----- Input rows

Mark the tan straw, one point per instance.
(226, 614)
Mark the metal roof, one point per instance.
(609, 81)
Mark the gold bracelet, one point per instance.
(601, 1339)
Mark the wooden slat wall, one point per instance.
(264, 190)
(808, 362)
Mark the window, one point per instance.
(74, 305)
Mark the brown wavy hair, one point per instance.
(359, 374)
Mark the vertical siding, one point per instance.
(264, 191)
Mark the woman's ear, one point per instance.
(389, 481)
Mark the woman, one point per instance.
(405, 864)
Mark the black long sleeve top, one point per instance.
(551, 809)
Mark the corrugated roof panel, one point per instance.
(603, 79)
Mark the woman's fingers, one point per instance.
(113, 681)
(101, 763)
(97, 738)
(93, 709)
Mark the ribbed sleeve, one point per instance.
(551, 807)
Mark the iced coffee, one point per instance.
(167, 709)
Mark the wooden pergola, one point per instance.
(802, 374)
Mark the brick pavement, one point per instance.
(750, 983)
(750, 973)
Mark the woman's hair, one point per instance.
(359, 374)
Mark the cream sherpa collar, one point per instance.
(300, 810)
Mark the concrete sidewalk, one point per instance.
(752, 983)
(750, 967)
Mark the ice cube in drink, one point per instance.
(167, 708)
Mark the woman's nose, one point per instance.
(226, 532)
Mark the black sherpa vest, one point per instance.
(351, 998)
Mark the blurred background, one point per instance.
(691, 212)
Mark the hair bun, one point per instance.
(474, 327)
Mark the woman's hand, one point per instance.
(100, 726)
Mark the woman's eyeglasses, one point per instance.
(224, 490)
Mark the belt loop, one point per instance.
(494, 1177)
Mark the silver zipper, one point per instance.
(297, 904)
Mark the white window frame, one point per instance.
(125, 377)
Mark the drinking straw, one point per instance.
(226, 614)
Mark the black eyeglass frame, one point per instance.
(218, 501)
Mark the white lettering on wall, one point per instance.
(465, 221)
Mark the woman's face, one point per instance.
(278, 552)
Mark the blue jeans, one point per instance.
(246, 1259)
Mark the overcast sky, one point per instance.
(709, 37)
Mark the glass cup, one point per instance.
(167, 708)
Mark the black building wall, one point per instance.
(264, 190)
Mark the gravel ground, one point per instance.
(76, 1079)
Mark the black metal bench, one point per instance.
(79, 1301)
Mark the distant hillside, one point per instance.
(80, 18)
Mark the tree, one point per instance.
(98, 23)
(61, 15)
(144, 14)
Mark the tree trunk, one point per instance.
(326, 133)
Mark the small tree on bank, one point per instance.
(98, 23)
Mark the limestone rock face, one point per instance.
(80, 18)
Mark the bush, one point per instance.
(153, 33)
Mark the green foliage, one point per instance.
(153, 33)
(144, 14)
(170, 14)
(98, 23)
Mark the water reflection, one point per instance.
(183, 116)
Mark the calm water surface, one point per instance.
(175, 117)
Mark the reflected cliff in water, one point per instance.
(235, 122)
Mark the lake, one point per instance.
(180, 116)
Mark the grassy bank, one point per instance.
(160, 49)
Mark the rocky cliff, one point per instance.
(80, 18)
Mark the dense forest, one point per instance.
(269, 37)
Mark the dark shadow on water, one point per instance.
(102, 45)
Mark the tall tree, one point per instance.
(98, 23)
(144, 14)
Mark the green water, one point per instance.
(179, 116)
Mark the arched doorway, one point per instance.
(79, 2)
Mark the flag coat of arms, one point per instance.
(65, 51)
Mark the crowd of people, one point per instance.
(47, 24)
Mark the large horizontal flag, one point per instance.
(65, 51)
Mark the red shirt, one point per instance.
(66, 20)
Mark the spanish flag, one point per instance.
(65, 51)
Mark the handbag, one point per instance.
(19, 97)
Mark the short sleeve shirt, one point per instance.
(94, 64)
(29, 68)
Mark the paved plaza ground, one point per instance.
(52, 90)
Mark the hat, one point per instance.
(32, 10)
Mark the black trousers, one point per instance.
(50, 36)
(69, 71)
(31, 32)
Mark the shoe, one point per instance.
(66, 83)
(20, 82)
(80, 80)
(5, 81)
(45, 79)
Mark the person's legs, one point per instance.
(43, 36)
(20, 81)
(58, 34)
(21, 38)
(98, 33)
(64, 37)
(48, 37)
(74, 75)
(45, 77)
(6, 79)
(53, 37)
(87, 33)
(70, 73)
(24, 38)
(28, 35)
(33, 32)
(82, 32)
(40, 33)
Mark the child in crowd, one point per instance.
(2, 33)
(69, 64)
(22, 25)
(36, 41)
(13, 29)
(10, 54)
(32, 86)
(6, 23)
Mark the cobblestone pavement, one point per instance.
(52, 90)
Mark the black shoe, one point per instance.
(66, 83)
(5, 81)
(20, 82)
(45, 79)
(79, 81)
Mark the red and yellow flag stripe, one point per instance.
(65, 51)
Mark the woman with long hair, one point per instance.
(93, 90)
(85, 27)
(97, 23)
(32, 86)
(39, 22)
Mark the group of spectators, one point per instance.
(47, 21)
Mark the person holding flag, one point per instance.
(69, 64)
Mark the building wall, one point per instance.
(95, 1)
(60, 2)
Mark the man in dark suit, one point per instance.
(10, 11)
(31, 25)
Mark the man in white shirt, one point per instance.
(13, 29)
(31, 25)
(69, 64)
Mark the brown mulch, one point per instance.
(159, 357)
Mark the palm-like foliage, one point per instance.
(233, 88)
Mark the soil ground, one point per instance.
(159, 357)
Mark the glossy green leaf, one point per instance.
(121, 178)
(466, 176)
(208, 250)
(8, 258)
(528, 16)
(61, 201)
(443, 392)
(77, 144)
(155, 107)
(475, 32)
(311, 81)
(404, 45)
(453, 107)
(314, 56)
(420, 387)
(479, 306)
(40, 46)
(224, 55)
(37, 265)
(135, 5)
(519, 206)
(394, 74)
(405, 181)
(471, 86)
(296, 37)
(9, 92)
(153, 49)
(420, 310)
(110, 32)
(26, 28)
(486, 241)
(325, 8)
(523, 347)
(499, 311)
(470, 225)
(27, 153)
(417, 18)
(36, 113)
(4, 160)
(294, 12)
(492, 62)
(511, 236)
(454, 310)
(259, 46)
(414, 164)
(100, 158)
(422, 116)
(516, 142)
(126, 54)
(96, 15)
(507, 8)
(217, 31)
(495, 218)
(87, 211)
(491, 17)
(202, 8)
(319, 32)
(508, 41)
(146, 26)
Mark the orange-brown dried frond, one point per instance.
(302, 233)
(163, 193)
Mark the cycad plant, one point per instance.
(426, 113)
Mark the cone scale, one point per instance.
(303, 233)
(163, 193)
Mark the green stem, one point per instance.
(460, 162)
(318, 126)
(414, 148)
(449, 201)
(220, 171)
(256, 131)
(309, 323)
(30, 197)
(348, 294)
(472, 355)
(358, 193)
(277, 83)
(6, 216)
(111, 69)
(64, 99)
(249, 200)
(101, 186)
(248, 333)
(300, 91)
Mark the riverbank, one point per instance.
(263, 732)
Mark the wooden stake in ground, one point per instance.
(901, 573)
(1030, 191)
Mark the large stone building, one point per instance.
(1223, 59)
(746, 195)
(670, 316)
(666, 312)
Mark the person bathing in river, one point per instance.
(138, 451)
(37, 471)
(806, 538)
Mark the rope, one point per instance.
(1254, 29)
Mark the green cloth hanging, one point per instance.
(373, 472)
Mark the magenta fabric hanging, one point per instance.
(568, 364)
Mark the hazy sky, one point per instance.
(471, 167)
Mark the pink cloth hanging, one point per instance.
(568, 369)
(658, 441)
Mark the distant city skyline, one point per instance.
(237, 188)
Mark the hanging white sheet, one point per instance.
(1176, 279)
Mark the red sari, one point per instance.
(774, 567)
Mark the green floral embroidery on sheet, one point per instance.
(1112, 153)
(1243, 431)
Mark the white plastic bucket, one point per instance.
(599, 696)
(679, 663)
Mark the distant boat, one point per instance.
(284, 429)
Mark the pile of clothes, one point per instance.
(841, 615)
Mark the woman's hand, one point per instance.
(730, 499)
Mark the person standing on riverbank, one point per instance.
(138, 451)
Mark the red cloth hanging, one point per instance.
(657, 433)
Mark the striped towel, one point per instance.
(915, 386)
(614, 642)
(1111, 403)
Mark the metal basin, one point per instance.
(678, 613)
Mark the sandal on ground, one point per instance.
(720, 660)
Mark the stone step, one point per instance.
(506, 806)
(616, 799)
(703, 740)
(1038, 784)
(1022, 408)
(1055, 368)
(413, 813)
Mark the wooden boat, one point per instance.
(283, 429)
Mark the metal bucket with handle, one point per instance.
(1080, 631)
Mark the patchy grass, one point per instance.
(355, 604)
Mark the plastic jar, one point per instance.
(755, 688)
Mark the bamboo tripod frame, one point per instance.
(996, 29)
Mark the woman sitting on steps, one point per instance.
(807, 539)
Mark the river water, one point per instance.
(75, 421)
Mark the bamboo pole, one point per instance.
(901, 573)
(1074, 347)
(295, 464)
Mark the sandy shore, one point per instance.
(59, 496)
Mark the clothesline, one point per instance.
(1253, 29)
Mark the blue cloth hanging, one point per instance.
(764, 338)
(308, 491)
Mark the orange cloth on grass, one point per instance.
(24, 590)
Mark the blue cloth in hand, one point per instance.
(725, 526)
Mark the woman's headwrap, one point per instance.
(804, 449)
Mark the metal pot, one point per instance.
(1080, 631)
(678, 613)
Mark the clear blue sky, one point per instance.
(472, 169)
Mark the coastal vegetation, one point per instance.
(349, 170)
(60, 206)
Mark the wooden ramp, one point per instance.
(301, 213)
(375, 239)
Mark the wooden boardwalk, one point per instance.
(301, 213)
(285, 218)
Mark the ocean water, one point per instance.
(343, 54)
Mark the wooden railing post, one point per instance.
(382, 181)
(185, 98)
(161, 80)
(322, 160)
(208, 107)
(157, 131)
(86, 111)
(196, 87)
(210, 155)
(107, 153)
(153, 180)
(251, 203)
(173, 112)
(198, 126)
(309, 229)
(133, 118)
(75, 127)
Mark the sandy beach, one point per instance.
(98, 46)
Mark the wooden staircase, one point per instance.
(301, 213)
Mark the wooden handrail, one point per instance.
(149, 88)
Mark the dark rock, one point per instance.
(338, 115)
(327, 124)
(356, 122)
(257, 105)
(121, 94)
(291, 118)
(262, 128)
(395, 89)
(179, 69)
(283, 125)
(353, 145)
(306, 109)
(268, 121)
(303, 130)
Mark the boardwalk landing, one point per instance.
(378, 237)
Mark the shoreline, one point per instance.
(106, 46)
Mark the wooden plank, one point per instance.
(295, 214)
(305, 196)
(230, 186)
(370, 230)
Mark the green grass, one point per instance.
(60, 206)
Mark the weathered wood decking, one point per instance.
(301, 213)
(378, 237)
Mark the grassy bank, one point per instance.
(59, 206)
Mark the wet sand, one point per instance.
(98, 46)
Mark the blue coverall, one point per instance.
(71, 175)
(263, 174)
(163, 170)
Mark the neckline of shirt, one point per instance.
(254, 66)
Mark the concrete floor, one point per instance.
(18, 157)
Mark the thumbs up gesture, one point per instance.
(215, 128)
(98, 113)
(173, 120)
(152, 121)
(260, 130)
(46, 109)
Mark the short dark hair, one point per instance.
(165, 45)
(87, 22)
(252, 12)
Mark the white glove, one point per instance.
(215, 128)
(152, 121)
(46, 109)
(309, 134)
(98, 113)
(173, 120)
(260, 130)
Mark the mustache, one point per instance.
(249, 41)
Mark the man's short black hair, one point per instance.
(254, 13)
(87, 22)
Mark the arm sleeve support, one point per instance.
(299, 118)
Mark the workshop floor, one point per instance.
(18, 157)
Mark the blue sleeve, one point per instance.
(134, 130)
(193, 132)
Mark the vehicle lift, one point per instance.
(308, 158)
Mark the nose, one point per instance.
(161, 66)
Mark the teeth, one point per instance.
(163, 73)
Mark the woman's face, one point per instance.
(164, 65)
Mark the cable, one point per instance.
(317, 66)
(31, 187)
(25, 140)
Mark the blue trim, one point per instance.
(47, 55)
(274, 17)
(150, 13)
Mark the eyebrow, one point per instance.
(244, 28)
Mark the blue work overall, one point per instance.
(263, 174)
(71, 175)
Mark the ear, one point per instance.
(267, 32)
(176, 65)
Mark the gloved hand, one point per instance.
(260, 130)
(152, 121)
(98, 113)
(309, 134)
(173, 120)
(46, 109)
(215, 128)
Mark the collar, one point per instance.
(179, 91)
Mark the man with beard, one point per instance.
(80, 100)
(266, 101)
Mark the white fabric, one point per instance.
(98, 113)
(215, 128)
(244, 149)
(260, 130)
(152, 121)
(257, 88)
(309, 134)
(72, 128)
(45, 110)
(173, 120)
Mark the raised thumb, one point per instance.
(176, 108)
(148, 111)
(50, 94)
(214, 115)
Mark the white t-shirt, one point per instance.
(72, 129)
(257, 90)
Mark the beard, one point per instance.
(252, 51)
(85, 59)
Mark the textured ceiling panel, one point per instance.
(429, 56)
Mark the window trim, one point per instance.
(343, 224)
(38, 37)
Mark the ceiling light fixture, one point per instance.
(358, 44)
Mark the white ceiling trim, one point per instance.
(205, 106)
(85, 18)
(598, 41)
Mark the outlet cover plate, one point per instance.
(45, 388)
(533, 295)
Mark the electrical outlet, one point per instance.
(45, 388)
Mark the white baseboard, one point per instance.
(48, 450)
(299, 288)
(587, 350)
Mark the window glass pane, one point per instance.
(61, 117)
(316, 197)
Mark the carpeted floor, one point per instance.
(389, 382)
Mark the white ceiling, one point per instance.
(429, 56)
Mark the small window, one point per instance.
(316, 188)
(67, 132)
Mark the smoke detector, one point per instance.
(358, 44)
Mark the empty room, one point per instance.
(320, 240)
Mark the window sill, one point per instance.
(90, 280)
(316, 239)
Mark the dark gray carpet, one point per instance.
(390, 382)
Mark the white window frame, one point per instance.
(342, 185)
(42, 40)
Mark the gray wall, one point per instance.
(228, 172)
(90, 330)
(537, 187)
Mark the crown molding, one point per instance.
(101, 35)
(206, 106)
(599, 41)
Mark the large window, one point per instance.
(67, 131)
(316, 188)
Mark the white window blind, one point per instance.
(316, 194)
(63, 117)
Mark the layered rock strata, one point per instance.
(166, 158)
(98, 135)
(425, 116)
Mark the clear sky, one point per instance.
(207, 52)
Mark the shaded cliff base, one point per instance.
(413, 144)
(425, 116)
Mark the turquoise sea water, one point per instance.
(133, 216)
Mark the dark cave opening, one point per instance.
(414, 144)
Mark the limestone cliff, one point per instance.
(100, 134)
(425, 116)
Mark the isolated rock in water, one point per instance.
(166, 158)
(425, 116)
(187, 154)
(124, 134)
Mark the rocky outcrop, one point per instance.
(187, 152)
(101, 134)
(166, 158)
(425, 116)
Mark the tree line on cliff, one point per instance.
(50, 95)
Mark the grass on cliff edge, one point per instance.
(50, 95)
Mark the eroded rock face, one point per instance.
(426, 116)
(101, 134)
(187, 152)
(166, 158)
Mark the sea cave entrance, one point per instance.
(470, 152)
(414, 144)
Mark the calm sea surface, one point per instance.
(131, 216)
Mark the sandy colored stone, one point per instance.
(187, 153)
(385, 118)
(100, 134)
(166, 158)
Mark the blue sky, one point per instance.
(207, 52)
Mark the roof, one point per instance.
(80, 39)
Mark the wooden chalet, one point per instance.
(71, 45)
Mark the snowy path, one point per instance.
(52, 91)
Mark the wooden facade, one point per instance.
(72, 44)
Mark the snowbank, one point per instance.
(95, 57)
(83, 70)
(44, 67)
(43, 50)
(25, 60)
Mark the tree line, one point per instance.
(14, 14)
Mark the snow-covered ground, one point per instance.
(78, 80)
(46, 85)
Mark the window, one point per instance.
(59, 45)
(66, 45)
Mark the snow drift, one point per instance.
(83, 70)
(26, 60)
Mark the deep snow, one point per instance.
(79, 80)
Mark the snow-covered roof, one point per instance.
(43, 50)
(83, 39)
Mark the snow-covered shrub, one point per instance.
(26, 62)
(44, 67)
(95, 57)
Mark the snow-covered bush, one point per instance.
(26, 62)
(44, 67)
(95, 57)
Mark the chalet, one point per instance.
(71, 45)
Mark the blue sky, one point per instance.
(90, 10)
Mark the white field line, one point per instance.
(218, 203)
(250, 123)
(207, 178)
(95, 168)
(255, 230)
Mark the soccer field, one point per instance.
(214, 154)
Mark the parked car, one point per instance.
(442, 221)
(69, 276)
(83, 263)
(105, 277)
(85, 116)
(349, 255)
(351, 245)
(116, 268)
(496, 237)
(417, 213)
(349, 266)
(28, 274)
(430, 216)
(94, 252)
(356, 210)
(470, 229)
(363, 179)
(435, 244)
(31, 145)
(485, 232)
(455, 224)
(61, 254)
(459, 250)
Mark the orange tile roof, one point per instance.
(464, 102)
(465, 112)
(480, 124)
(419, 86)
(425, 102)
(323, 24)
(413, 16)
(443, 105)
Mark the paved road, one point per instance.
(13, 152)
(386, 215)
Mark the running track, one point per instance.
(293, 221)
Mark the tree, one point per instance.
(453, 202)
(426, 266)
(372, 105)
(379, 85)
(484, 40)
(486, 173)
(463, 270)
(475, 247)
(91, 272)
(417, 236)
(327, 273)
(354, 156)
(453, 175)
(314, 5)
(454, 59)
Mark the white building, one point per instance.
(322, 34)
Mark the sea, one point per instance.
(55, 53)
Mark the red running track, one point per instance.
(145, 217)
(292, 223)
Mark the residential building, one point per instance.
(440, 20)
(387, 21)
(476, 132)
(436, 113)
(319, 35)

----------

Job –
Rewrite the part of the data above that starts at the line containing "Mark the orange tile" and runs through the final line of the data as a numbered list, with both the starting line and the final line included. Leave out any blank lines.

Expected answer –
1. Mark the orange tile roof, one point per instance.
2. (464, 102)
3. (465, 112)
4. (480, 124)
5. (419, 86)
6. (425, 102)
7. (323, 24)
8. (413, 16)
9. (443, 105)
10. Mark the paved road, one point per instance.
11. (13, 152)
12. (386, 215)
13. Mark the running track, one point per instance.
14. (293, 221)
15. Mark the tree, one point per instance.
16. (453, 202)
17. (426, 266)
18. (372, 105)
19. (379, 85)
20. (484, 40)
21. (486, 173)
22. (463, 270)
23. (475, 247)
24. (91, 272)
25. (417, 236)
26. (327, 273)
27. (354, 156)
28. (453, 175)
29. (314, 5)
30. (454, 59)
31. Mark the white building, one point per instance.
32. (322, 34)
33. Mark the sea, one point per instance.
34. (55, 53)
35. Mark the red running track, one point per instance.
36. (145, 217)
37. (292, 223)
38. Mark the residential building, one point per instance.
39. (440, 20)
40. (387, 21)
41. (476, 132)
42. (436, 113)
43. (319, 35)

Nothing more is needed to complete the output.